Rewrite the lines below, replacing "grass verge" with "roadside lawn" and leaving everything else as it is.
• • • • • • •
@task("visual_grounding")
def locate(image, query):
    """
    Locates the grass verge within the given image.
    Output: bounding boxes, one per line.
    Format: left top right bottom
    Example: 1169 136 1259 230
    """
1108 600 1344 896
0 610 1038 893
• • • • • • •
FINAL ANSWER ▸
@task("visual_grounding")
def locate(image, query):
    """
    Locates the roadside lawn within the given image.
    Output: bounding boxes, one per line.
    Format: left top right bottom
    Example: 1169 136 1259 230
    """
1108 600 1344 896
0 610 1038 893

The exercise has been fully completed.